__PROMPT__: In the text on Yeltsin and Putin below, translate this sentence into Spanish: "The result of these policies is that we now no longer have any friendly countries on our borders."

--- TEXT SECTION ---

Yeltsin has been criticized for the breakup of the USSR. This is hard to say, because if the USSR had not broken up peacefully, it would have broken up in the manner of Yugoslavia – in a growing sea of blood in every one of its republics. But under Yeltsin, one way or another, Russia held a central role in the CIS, and was an equal partner in the West. We sometimes had to blush at our drunken president, but we never had to live in terror because of an infantile president.

What a contrast with the policies of President Putin: beginning with presidential wrath at the robbery of some Russian diplomats’ children in Poland, which resulted in the vicious beating of Polish diplomats in Moscow; and ending with a turn of phrase about citizens of “certain nationalities”, which lead to the mass deportation of Georgians. The result of these policies is that we now no longer have any friendly countries on our borders. Yeltsin brought the country into the “Group of Eight”, Putin – to the brink of becoming a pariah state.

Yeltsin made a lot of small mistakes: he inconsistently pursued reforms, stayed with Korzhakov too long, then Berezovskiy. Yeltsin also committed one fundamental mistake: he never reformed the intelligence and security services (siloviki). At first he did not think he needed to. Under Yeltsin, the role of the all-powerful silovik was played by Aleksandr Korzhakov, who opposed holding elections in 1996. This is an iconic story for the siloviki: they did not want the president to be dependent on the people for his power. They wanted the president to be dependent only on them.

So when the elections happened and Yeltsin entered his second term, Korzhakov did everything to spoil the elections – with boxes from under the copy machine. The President sent him into retirement, and a few days later suffered a severe heart attack. But Yeltsin nonetheless made his choice – between being dependent on Korzhakov and being dependent on the people. A few years later, following the arrest of Khodorkovskiy, President Putin would make exactly the opposite choice.

But only around 1998 did Yeltsin realize that while he had only poorly reformed the economy, he had not touched the siloviki at all, and this entire horde of employees of the Prosecutors Office, FSB, MVD, all converted into a corporation with many shareholders, subsidiaries and affiliates, all of these colonels and generals, who supplied the oligarchs with girls or factories, attacked Yeltsin under the slogan, “They stole the country”. A slogan which actually boiled down to: “They stole the country, and didn’t give us anything”.

--- DATA EXTRACTS ---

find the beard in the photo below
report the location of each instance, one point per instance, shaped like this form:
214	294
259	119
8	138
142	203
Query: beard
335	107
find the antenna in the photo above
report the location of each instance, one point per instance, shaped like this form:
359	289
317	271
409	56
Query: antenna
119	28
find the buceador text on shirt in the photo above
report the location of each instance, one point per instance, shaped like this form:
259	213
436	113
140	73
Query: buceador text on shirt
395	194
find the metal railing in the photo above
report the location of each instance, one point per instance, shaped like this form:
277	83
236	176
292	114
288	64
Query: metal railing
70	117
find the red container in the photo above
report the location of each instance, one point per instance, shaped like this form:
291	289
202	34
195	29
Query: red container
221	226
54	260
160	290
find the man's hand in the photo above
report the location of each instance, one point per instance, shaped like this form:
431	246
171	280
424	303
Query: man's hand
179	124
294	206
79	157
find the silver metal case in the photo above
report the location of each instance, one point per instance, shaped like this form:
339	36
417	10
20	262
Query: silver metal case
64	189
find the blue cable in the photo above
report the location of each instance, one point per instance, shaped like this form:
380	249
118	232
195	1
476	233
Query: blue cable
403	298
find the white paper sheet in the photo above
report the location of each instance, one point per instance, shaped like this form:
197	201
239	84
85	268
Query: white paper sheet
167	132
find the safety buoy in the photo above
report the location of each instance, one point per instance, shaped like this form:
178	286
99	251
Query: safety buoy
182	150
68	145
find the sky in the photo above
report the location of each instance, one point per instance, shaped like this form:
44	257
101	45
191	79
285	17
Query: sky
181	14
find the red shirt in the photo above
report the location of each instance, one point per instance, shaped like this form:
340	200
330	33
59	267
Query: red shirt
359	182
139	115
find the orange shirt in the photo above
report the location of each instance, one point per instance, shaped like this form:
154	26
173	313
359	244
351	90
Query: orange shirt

---

__REPLY TO THE TASK__: El resultado de estas políticas es que ya no tenemos ningún país amigo en nuestras fronteras.